## Action item:
Between the line containing "Could you kindly segment every instance of the balcony" and the line containing "Could you kindly segment every instance of the window?" lies a run of lines; give that run again exactly, with both of those lines, and nothing else from the entries below.

## Record extracts:
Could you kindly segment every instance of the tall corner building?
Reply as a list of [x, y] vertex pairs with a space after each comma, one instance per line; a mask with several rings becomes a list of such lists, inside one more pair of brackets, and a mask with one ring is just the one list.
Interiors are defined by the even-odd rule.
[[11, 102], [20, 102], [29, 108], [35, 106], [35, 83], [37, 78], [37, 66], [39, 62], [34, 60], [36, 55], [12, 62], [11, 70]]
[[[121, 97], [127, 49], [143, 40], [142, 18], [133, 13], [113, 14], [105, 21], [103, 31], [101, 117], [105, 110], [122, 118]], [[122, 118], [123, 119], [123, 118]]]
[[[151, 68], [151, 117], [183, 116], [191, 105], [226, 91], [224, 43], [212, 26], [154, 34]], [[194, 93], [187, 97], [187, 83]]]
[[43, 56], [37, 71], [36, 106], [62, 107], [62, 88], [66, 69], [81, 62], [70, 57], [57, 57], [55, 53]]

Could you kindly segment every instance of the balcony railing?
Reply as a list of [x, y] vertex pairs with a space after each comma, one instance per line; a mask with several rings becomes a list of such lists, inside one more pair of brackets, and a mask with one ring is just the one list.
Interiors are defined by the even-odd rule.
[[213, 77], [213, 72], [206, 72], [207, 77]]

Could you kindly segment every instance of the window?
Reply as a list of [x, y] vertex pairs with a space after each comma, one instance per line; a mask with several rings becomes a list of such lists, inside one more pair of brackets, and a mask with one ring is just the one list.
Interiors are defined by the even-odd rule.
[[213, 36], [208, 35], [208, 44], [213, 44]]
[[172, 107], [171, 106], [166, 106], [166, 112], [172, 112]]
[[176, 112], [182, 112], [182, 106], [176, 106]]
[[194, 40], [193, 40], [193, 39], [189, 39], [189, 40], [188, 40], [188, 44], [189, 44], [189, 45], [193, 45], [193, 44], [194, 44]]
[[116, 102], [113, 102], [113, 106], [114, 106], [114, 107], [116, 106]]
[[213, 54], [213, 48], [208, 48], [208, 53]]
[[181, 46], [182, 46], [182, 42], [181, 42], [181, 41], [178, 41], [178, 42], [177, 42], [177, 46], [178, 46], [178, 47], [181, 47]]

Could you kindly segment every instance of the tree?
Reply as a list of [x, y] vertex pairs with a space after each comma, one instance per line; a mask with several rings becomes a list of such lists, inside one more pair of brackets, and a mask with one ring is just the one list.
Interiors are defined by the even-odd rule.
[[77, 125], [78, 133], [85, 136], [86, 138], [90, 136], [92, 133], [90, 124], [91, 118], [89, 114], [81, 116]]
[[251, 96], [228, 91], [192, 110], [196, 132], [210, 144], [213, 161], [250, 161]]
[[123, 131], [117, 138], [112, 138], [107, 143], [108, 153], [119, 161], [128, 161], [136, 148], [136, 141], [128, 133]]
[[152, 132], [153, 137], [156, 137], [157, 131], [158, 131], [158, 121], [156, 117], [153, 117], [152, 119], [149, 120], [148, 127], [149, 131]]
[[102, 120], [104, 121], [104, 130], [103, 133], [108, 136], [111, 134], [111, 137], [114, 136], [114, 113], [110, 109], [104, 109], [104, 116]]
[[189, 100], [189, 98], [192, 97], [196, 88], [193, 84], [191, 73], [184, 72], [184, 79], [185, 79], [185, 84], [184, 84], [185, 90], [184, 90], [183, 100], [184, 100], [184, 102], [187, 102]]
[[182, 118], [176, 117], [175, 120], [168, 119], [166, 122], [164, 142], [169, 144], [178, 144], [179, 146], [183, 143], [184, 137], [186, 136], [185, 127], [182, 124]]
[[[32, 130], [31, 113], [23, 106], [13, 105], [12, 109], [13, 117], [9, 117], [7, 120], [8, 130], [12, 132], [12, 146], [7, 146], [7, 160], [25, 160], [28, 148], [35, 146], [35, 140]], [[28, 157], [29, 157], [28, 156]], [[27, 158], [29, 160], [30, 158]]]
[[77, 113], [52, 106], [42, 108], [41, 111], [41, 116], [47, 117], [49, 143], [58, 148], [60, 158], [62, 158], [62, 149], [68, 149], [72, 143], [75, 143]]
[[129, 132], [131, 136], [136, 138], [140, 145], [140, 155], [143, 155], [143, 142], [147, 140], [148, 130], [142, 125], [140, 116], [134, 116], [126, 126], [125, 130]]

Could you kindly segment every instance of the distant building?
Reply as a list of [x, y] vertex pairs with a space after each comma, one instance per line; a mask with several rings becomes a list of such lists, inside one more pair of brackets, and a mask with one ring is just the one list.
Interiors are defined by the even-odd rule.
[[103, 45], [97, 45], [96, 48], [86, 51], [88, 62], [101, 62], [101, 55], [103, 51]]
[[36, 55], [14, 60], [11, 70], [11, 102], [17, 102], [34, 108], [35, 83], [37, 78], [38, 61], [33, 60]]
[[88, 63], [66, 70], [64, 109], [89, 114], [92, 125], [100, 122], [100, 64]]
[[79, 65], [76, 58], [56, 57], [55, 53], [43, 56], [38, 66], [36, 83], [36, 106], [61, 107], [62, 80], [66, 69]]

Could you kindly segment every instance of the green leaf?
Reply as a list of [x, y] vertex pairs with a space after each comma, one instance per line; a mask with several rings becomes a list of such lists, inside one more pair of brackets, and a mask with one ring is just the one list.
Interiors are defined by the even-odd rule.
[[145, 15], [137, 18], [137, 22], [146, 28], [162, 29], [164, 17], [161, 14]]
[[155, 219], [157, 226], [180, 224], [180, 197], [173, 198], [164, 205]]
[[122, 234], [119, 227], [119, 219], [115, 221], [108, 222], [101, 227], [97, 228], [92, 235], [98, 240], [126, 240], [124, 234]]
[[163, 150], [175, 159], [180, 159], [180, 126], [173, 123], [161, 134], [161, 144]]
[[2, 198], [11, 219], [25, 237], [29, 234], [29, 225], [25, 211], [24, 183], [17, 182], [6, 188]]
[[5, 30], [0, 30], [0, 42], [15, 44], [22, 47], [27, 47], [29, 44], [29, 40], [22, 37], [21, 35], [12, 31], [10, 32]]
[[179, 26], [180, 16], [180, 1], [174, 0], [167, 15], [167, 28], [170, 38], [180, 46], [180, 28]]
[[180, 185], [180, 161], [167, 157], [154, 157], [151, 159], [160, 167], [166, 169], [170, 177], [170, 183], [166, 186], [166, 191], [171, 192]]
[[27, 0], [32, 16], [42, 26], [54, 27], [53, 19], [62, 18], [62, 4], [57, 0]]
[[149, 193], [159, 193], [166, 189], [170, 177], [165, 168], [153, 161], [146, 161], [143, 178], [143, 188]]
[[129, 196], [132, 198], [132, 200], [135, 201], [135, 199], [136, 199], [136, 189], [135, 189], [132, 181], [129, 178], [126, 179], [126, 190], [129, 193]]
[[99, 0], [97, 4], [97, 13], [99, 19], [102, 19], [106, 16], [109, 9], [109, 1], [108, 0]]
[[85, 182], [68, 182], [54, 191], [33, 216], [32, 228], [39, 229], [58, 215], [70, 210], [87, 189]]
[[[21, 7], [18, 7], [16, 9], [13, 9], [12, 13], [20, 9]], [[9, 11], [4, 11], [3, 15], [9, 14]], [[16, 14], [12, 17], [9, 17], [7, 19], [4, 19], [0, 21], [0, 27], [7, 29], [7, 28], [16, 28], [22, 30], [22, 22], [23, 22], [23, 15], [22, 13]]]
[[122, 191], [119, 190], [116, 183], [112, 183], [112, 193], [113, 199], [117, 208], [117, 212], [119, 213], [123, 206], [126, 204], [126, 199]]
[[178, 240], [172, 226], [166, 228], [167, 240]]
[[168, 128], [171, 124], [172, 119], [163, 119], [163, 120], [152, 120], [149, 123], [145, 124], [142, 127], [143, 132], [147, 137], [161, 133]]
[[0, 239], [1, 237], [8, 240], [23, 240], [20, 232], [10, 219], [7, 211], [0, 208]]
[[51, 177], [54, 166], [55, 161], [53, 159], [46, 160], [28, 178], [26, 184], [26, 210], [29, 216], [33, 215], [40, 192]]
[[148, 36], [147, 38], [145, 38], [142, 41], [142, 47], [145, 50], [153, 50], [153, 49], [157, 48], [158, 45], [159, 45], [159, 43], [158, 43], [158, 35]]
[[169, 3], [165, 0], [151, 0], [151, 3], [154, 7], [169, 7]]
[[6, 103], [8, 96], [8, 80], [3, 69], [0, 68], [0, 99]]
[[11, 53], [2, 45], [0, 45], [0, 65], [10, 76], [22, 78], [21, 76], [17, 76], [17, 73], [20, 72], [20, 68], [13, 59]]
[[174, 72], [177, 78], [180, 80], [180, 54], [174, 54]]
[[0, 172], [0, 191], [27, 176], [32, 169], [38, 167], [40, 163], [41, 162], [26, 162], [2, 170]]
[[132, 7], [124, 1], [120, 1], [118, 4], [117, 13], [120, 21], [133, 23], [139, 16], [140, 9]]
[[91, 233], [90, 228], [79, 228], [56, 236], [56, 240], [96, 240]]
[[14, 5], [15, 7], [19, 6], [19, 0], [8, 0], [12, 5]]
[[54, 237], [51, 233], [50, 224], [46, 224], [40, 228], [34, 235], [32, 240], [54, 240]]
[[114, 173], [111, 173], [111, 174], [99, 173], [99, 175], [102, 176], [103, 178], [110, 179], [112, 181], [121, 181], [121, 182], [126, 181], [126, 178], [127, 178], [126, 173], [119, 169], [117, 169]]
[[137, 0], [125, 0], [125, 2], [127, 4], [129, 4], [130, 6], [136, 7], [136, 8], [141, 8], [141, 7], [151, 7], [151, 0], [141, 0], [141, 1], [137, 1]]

## Answer for this exercise:
Could you kindly segment every instance of the balcony railing?
Reply as a list of [x, y] vertex pairs with a space after each comma, one instance per line; a mask with several rings becomes a list of such lists, inside one more pair of brackets, and a mask with one ring is just the one list.
Interiors are defined by the even-odd rule.
[[213, 77], [213, 72], [206, 72], [207, 77]]

Could you kindly segment every instance of the window?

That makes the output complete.